What is being asked: Could you write out, word for word, each line from the one containing "Target: window reflection" to the last line of the data below, both included and nothing more?

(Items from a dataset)
------------------------
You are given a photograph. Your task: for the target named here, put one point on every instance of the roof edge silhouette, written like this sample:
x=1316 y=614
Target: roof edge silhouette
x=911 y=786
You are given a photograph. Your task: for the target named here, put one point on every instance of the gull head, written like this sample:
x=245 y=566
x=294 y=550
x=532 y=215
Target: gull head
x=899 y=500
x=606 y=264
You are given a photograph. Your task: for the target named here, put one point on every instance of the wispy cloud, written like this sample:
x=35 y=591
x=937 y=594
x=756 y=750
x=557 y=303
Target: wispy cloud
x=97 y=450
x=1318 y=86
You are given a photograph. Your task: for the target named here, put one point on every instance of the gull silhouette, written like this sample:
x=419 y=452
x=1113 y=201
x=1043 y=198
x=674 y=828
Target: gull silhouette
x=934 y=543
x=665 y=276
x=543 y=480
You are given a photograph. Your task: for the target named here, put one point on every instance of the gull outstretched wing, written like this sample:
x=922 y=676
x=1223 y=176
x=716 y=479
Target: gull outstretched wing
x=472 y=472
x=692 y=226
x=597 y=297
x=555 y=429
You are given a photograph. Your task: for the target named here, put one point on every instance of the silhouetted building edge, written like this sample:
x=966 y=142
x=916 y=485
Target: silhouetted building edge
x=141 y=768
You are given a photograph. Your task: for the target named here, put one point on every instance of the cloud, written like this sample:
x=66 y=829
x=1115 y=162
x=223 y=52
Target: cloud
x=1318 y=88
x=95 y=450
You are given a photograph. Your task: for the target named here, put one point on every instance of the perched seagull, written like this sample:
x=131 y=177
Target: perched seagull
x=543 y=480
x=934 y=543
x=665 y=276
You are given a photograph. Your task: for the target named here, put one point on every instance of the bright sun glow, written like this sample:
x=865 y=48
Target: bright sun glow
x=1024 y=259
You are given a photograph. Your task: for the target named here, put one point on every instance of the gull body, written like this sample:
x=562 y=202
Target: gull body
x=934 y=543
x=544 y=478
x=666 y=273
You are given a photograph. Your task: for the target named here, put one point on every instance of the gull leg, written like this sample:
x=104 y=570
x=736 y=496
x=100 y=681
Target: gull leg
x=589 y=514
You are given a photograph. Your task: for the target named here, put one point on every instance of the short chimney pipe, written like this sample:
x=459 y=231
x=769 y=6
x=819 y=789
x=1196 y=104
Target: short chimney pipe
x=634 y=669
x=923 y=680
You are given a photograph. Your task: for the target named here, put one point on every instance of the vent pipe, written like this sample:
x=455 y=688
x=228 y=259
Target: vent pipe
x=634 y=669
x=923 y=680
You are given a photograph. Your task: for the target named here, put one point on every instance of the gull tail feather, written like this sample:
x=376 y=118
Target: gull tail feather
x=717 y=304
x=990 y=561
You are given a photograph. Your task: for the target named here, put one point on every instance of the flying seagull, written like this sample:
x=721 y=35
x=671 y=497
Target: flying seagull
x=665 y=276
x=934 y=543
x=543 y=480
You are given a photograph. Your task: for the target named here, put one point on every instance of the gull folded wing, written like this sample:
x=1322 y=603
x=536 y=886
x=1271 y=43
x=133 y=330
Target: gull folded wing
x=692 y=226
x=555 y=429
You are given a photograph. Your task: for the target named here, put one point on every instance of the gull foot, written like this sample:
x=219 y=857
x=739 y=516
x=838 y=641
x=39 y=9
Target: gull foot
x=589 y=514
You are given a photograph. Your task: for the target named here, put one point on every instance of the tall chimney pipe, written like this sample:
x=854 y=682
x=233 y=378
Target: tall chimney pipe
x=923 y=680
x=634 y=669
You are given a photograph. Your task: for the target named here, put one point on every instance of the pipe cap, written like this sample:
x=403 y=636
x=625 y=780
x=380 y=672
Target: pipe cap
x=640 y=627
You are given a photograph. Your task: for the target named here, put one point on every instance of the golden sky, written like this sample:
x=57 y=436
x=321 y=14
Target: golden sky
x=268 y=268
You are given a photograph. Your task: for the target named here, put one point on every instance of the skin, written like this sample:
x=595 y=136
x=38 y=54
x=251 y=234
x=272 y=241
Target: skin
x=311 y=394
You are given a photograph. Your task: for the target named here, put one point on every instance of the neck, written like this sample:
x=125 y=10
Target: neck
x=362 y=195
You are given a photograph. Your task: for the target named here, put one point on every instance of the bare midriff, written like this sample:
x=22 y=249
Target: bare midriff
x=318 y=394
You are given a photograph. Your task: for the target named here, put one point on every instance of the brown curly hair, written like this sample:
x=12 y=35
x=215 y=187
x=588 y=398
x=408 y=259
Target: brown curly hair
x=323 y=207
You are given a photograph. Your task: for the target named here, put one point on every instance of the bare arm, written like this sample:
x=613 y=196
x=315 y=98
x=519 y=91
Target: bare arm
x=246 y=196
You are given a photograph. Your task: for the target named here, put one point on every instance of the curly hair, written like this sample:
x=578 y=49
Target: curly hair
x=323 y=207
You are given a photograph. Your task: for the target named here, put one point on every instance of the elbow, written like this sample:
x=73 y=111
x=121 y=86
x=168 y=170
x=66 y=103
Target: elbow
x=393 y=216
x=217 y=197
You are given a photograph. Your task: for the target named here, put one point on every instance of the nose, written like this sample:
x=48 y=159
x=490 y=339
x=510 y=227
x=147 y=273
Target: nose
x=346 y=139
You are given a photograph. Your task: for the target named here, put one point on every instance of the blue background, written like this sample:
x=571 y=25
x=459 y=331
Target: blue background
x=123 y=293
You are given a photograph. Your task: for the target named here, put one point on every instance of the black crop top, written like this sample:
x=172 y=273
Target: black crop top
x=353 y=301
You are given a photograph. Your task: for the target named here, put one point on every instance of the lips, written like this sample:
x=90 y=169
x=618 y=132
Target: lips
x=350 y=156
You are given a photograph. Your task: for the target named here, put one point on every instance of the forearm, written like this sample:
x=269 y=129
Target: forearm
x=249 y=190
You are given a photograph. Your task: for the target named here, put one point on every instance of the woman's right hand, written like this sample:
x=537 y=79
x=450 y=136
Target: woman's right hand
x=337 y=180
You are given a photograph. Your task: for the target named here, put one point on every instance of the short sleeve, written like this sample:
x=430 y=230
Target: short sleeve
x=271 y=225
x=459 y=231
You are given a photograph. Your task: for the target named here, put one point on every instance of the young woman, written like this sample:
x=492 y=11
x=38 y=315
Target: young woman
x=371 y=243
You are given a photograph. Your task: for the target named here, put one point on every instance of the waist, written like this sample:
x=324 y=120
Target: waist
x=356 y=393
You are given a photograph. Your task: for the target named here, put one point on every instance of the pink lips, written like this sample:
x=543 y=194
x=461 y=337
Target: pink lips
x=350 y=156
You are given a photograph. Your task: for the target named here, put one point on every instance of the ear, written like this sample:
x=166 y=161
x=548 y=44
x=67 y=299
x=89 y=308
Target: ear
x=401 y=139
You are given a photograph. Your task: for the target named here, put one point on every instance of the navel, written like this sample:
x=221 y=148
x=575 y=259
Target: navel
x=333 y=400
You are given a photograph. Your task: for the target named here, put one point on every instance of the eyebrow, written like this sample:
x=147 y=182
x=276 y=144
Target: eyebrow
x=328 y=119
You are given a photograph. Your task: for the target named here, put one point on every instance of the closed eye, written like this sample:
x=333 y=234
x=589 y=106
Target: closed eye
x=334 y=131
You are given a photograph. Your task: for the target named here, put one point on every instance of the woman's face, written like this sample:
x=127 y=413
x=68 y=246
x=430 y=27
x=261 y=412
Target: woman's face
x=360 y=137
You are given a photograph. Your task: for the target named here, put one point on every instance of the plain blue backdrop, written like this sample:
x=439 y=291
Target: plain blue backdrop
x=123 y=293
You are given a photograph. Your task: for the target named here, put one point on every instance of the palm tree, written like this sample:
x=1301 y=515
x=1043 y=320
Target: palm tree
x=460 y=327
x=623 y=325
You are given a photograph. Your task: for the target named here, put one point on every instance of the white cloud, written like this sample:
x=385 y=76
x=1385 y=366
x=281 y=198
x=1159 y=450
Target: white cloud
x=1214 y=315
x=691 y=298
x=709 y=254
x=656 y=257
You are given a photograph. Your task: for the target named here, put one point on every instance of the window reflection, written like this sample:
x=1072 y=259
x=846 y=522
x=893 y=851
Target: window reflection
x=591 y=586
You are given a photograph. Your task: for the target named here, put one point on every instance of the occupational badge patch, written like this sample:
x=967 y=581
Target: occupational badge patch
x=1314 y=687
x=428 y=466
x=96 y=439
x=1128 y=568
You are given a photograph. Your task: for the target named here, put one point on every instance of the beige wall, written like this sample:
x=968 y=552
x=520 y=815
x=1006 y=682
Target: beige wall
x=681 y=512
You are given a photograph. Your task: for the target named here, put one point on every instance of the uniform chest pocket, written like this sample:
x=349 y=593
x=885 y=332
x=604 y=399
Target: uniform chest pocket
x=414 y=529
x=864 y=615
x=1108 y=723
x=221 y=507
------------------------
Solved exercise:
Target: window reflection
x=591 y=586
You are given a photograph. Your task: for the target named here, put one point on every instance of the occupational badge patch, written like this sample:
x=967 y=581
Target: occupational badge patch
x=1314 y=687
x=428 y=466
x=96 y=439
x=1128 y=568
You are given a photograph. Your task: for the target named here, put one point on every instance of the beige wall, written like this sample:
x=968 y=552
x=520 y=815
x=1006 y=682
Target: beige wall
x=681 y=512
You are given a photograph. Your task: for the target named here, put one point on every instance of the uniform chest pocket, written like this sample:
x=349 y=593
x=885 y=332
x=604 y=399
Target: uniform chest pocket
x=414 y=529
x=864 y=615
x=1108 y=723
x=221 y=507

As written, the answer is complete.